==== Provided passage ====

See also Rob's 2015 "Ack 2.1" notes on implications of Unicode Support

n1vux avatar Oct 31 '18 05:10 n1vux

Additional caveat - the workaround noted in email thread will break in Perl 5.30 and has deprecation warning in Perl 5.24-5.28 :

$ perl  -C '-Mopen IO=>":encoding(UTF-8)"' ~/bin/ack --noenv '\p{Han}' han.txt
sysread() is deprecated on :utf8 handles. This will be a fatal error in Perl 5.30 at /home/wdr/bin/ack line 302.
hello 世界
perlbrew exec --with perl-5.30.0 "perl  -C '-Mopen IO=>\":encoding(utf8)\"' /home/wdr/bin/ack --noenv '\p{Han}' han.txt"
sysread() isn't allowed on :utf8 handles at /home/wdr/bin/ack line 302.
Command terminated with non-zero status.
 ...

That our UTF workaround is dead with latest Stable Perl suggests that getting at least UTF-8 Multibyte correctly handled by decoding sysread buffer per Locale is a bit more urgent than we thought.

(Also, should add UTF workarounds and limitations to website FAQ and maybe shipping POD FAQ.)

n1vux avatar Aug 08 '19 15:08 n1vux

==== Entries ====

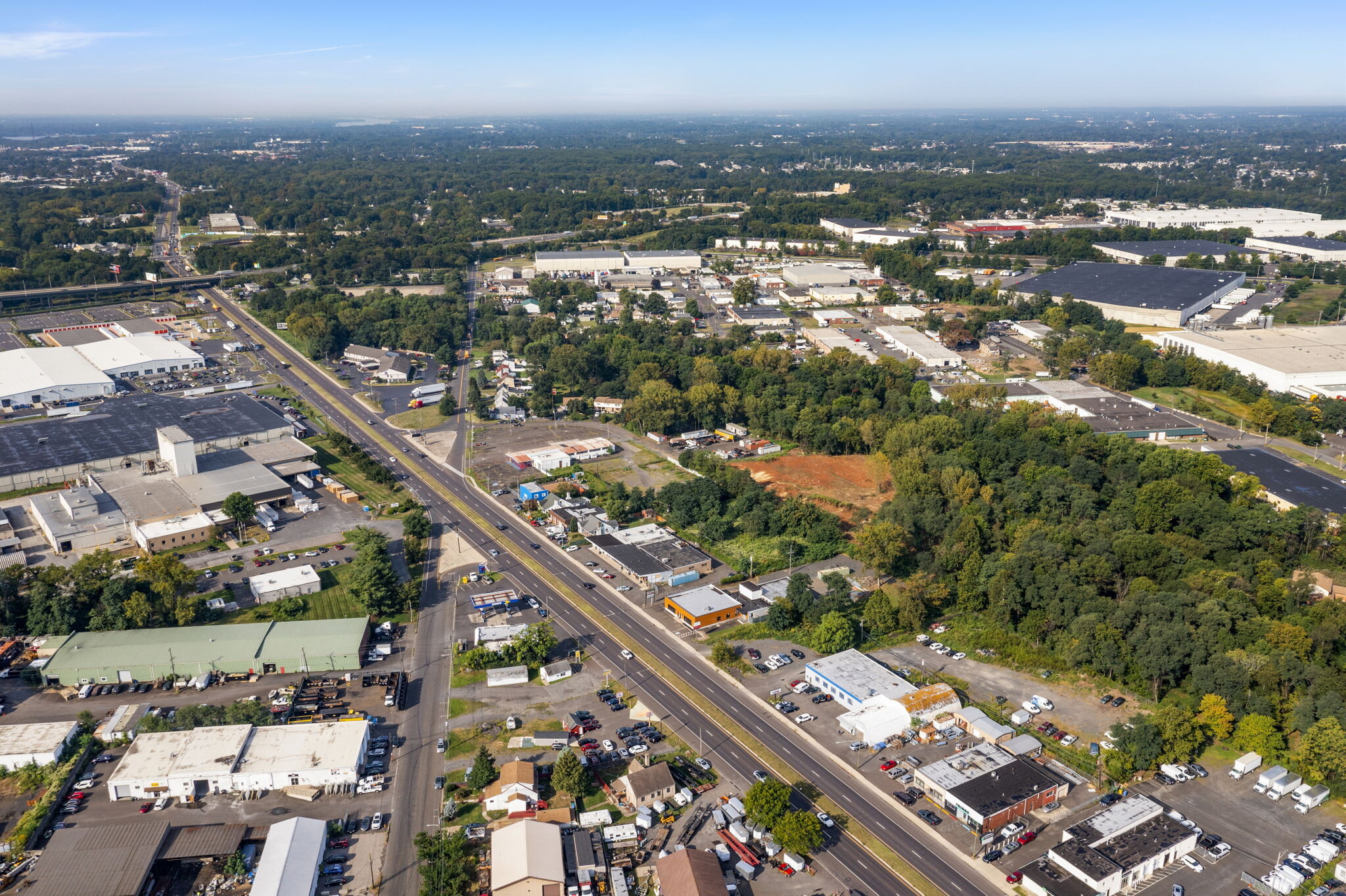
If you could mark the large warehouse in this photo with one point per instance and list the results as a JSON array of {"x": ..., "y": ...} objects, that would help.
[
  {"x": 1311, "y": 248},
  {"x": 123, "y": 435},
  {"x": 225, "y": 759},
  {"x": 152, "y": 654},
  {"x": 1136, "y": 294},
  {"x": 35, "y": 376},
  {"x": 582, "y": 263},
  {"x": 1306, "y": 361},
  {"x": 1171, "y": 250}
]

====

**Problems:**
A. Translate this sentence from the forum thread on ack and Unicode into Spanish: "That our UTF workaround is dead with latest Stable Perl suggests that getting at least UTF-8 Multibyte correctly handled by decoding sysread buffer per Locale is a bit more urgent than we thought."
B. Reproduce the portion of the forum thread on ack and Unicode starting with "n1vux avatar Oct" and going on through "5.30 at /home/wdr/bin/ack line 302.".

**Results by task:**
A. Que nuestra solución provisional para UTF haya dejado de funcionar con la última versión estable de Perl sugiere que lograr que al menos el UTF-8 multibyte se maneje correctamente, decodificando el búfer de sysread según la configuración regional, es algo más urgente de lo que pensábamos.

B.
n1vux avatar Oct 31 '18 05:10 n1vux

Additional caveat - the workaround noted in email thread will break in Perl 5.30 and has deprecation warning in Perl 5.24-5.28 :

$ perl  -C '-Mopen IO=>":encoding(UTF-8)"' ~/bin/ack --noenv '\p{Han}' han.txt
sysread() is deprecated on :utf8 handles. This will be a fatal error in Perl 5.30 at /home/wdr/bin/ack line 302.